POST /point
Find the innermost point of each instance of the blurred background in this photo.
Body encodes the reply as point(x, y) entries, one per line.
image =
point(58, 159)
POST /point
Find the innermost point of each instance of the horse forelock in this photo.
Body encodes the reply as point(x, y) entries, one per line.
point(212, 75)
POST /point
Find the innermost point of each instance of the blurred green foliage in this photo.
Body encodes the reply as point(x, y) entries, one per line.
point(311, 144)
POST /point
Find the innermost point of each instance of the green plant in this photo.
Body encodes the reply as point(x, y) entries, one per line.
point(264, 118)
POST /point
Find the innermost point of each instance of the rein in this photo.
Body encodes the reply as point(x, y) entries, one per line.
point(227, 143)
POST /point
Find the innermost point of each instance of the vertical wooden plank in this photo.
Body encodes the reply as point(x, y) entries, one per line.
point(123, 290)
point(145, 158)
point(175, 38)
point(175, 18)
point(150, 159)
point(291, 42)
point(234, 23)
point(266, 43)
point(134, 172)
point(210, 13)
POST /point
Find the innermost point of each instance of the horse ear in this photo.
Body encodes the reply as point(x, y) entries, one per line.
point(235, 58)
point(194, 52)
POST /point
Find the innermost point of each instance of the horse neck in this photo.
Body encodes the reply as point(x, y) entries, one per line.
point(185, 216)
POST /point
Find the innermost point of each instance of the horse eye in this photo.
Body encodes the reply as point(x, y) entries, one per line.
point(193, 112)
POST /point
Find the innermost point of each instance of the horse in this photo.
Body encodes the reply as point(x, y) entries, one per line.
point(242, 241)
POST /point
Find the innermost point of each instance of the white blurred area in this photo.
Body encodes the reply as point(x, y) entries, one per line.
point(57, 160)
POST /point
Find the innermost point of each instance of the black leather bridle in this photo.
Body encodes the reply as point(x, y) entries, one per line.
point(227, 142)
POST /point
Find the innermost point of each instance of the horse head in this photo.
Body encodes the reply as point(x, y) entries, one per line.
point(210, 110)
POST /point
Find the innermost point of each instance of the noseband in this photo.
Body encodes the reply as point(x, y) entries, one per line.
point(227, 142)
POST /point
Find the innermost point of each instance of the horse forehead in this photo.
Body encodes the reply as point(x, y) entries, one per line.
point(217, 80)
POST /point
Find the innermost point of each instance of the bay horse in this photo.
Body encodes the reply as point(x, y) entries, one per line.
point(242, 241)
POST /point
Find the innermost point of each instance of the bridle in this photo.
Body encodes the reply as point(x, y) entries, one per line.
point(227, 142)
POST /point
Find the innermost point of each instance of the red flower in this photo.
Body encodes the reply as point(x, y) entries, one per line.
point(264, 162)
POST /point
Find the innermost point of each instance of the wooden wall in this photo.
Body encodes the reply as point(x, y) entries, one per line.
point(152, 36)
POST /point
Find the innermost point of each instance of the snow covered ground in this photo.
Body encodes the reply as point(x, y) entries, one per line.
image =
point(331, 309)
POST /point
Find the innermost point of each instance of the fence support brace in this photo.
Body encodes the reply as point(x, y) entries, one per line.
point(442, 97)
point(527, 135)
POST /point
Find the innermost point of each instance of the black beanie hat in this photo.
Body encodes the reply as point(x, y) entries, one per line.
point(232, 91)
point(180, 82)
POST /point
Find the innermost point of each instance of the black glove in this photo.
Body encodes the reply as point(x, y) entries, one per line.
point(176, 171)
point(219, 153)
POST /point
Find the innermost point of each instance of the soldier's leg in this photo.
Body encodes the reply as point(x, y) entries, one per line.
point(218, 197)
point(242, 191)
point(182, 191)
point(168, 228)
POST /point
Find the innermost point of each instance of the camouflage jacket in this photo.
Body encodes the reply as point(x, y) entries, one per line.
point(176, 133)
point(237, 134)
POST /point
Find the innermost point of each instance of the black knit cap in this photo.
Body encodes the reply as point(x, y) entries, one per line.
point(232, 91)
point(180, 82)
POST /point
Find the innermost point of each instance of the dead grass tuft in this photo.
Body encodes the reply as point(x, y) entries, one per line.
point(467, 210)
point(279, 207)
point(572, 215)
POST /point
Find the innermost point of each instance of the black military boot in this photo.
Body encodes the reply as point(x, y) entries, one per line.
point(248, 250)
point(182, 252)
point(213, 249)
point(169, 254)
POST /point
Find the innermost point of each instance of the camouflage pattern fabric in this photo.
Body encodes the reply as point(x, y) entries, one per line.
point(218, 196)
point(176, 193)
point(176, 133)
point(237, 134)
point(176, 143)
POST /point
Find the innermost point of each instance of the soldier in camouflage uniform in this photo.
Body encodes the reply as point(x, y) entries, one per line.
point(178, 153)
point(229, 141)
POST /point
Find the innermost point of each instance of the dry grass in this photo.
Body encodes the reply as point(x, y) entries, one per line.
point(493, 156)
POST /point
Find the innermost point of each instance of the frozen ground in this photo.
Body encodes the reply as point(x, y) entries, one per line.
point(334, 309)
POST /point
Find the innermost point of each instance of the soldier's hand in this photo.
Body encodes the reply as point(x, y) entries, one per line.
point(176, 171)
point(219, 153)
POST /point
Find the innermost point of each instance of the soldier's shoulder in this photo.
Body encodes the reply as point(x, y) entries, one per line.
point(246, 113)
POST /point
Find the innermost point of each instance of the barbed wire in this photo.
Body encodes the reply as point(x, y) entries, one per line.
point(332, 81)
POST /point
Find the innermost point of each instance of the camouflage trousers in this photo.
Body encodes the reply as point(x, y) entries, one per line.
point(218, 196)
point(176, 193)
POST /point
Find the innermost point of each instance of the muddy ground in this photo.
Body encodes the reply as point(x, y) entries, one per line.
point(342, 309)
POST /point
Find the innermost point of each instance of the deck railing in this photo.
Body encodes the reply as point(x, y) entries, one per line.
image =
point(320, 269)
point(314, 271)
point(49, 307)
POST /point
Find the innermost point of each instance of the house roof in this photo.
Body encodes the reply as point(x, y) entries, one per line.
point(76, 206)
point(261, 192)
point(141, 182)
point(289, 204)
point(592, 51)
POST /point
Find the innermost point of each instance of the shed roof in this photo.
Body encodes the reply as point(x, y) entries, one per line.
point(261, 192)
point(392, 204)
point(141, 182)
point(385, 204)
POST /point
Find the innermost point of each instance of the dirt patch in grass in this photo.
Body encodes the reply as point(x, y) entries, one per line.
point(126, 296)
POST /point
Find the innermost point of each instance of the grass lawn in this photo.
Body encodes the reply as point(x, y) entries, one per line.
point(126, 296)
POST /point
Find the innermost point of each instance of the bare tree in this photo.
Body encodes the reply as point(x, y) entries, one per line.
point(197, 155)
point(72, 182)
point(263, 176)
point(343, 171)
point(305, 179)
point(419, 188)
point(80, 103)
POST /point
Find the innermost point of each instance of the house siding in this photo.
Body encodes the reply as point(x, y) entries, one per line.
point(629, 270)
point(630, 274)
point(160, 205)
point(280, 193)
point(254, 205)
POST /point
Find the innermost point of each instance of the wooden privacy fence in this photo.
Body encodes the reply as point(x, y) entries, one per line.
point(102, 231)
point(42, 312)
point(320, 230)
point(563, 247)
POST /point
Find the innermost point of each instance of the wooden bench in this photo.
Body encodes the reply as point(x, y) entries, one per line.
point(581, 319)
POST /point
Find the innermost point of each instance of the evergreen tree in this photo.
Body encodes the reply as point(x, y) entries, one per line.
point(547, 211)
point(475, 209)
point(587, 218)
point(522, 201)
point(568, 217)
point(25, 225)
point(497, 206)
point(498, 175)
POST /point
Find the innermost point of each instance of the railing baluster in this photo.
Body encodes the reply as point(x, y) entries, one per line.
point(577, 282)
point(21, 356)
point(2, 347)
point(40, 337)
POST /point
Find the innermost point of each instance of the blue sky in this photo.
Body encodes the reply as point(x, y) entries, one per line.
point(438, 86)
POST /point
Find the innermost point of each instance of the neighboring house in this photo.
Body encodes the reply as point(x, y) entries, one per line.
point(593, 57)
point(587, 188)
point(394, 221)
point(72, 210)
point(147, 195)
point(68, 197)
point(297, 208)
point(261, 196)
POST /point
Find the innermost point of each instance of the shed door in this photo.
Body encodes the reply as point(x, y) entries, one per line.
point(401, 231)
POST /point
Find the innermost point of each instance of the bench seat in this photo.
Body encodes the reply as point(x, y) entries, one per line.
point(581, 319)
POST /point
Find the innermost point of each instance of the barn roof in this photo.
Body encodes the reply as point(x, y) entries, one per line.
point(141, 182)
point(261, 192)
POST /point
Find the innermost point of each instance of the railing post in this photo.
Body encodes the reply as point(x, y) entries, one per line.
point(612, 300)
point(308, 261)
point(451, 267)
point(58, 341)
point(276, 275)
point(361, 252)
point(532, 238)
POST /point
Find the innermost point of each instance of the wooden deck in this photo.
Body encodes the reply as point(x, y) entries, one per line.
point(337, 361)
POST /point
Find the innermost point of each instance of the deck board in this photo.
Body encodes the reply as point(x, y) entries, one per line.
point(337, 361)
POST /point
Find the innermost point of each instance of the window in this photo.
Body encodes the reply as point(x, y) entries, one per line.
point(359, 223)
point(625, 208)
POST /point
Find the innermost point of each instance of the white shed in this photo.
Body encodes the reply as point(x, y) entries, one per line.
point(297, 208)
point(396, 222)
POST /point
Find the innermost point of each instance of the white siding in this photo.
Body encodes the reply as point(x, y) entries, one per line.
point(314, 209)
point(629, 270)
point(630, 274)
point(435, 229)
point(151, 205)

» **SET TASK**:
Render the lines above as a Markdown table with the columns Number and Text, starting with the first line of the rows and going on through the line containing "point(212, 75)". Leave out blank lines.

» **WRITTEN REPLY**:
| Number | Text |
|---|---|
| 1 | POST /point |
| 2 | Find the innermost point of each instance of the blurred background in this photo. |
| 3 | Body encodes the reply as point(x, y) entries, one per line. |
| 4 | image = |
| 5 | point(58, 159) |
| 6 | POST /point |
| 7 | Find the innermost point of each instance of the horse forelock in this photo. |
| 8 | Body encodes the reply as point(x, y) entries, one per line. |
| 9 | point(212, 75) |